⟨

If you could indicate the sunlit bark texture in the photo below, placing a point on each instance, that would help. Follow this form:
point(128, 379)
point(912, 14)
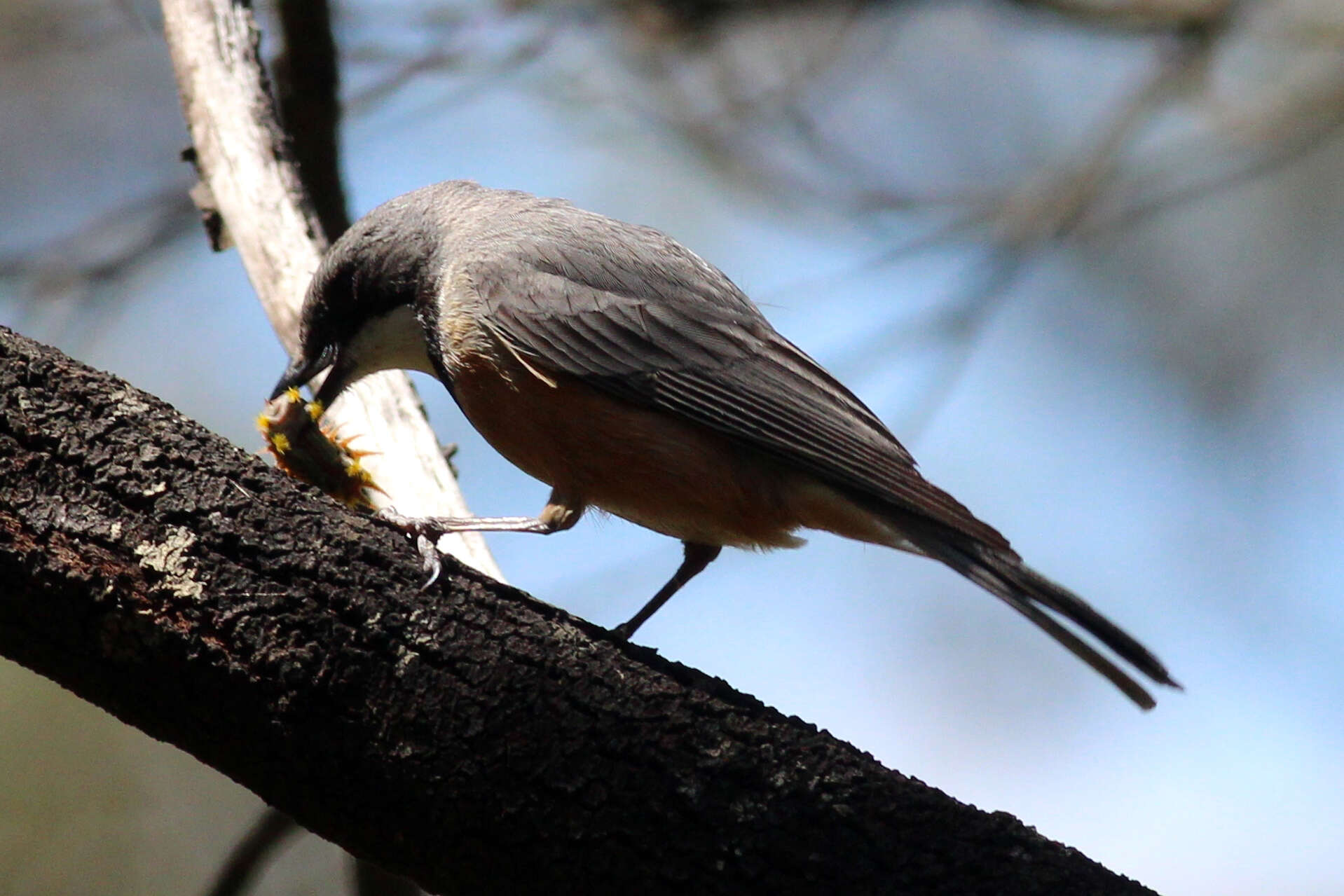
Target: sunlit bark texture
point(467, 736)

⟩

**Task objective**
Write out every line of the items above word for word, omitting the pictures.

**Full solution**
If you could indicate the sunlit bark texture in the photo below, placing a point on each instance, that would help. Follow this form:
point(128, 379)
point(912, 14)
Target: sunlit bark texture
point(467, 736)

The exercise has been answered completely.